# My king quad low on power



## SuzukiMudder (Jan 21, 2011)

kk i had the spark arrestor thingy out on the back of my exhaust will that affect my bike in any way other then the sound? and emissions? Also i noticed i was low on oil would this constitute to the problem? Would like to know if none of these would do anything what would?

My clutch is fine (belt aint slipping) its that when i try to take off catwalking on the pavement like i normally would it just doesnt lol.... it like bogs type thing.


----------



## Roboquad (Sep 8, 2009)

Fuel?


----------



## SuzukiMudder (Jan 21, 2011)

new tank of supreme gasoline with a little bit of FI cleaner


----------



## blue beast (Feb 16, 2010)

plugs ...air filter stopped up (just a little might make a difference) make sure to blow it out good ..some suggestions i would check....


----------



## Roboquad (Sep 8, 2009)

I was thinking the pump, seems to be common problem on those bikes.


----------



## SuzukiMudder (Jan 21, 2011)

ill check the plug , was just gonna replace it, should i get one of those iridium tip or will like a ngk or champion do?


----------



## SuzukiMudder (Jan 21, 2011)

yea think its gonna be the plug that caused power loss, ill post a video if i can on how bad it was. Like its liquid cooled right , well the hole where the spark plug is was just full of mud pretty much.. OOPS lol


----------



## Roboquad (Sep 8, 2009)

make sure to fill the boot with Dielectric grease. NGKCR7EIX is our common iridium plug for the bruit. good luck.


----------



## Bootlegger (Dec 18, 2008)

On the KQ the best plug you can get is the regular NGK CR6E. I tried all the other plugs and you really won't gain anything. It might start a little better.

I would pull the rear fender off and check your fuel pressure. It should be 43lbs. If its below 40 you can get a new pump for $25 off Ebay. Just take your old one outta the canister. Thats whats been in my for 1.5 years.


----------



## SuzukiMudder (Jan 21, 2011)

how do i check the fuel pressure?


----------



## SuzukiMudder (Jan 21, 2011)

WORK TO COMPLETE:
**A.** Extract the entire forum thread about the low-powered King Quad, word for word.
**B.** Reproduce every line of the listing, requests included, and multiply each point coordinate in the answers by 2.35, rounding to whole numbers with halves rounded up. Leave the numbers in the requests and their sample formats unchanged.
The forum thread has no connection to the listing that comes after it.

[Dataset records]
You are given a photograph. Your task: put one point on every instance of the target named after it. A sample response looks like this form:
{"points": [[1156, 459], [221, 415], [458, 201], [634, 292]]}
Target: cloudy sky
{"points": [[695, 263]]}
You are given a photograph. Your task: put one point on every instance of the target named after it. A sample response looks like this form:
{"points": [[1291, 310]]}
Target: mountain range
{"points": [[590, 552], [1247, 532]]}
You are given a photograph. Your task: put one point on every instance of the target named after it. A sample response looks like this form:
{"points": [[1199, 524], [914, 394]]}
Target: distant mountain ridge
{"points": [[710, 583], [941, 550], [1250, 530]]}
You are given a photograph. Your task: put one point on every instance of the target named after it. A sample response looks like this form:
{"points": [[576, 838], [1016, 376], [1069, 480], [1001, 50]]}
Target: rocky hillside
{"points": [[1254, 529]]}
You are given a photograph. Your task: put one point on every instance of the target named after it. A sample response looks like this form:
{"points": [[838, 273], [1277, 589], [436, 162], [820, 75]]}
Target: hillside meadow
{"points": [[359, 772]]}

SOLUTIONS FOR EACH TASK:
**A.**
# My king quad low on power



## SuzukiMudder (Jan 21, 2011)

kk i had the spark arrestor thingy out on the back of my exhaust will that affect my bike in any way other then the sound? and emissions? Also i noticed i was low on oil would this constitute to the problem? Would like to know if none of these would do anything what would?

My clutch is fine (belt aint slipping) its that when i try to take off catwalking on the pavement like i normally would it just doesnt lol.... it like bogs type thing.


----------



## Roboquad (Sep 8, 2009)

Fuel?


----------



## SuzukiMudder (Jan 21, 2011)

new tank of supreme gasoline with a little bit of FI cleaner


----------



## blue beast (Feb 16, 2010)

plugs ...air filter stopped up (just a little might make a difference) make sure to blow it out good ..some suggestions i would check....


----------



## Roboquad (Sep 8, 2009)

I was thinking the pump, seems to be common problem on those bikes.


----------



## SuzukiMudder (Jan 21, 2011)

ill check the plug , was just gonna replace it, should i get one of those iridium tip or will like a ngk or champion do?


----------



## SuzukiMudder (Jan 21, 2011)

yea think its gonna be the plug that caused power loss, ill post a video if i can on how bad it was. Like its liquid cooled right , well the hole where the spark plug is was just full of mud pretty much.. OOPS lol


----------



## Roboquad (Sep 8, 2009)

make sure to fill the boot with Dielectric grease. NGKCR7EIX is our common iridium plug for the bruit. good luck.


----------



## Bootlegger (Dec 18, 2008)

On the KQ the best plug you can get is the regular NGK CR6E. I tried all the other plugs and you really won't gain anything. It might start a little better.

I would pull the rear fender off and check your fuel pressure. It should be 43lbs. If its below 40 you can get a new pump for $25 off Ebay. Just take your old one outta the canister. Thats whats been in my for 1.5 years.


----------



## SuzukiMudder (Jan 21, 2011)

how do i check the fuel pressure?


----------



## SuzukiMudder (Jan 21, 2011)

**B.**
You are given a photograph. Your task: put one point on every instance of the target named after it. A sample response looks like this form:
{"points": [[1156, 459], [221, 415], [458, 201], [634, 292]]}
Target: cloudy sky
{"points": [[1633, 618]]}
You are given a photograph. Your task: put one point on every instance of the target named after it. A sample response looks like this form:
{"points": [[1291, 310]]}
Target: mountain range
{"points": [[1387, 1297], [2930, 1250]]}
You are given a photograph. Your task: put one point on every instance of the target named after it. A sample response looks like this form:
{"points": [[1199, 524], [914, 394]]}
Target: distant mountain ridge
{"points": [[1669, 1370], [2211, 1293], [2938, 1246]]}
You are given a photograph. Your task: put one point on every instance of the target named after it. A sample response looks like this form:
{"points": [[576, 838], [1016, 376], [1069, 480], [1001, 50]]}
Target: rocky hillside
{"points": [[2947, 1243]]}
You are given a photograph. Your task: put one point on every instance of the target named after it. A sample response looks like this form:
{"points": [[838, 273], [1277, 589], [436, 162], [820, 75]]}
Target: hillside meadow
{"points": [[844, 1814]]}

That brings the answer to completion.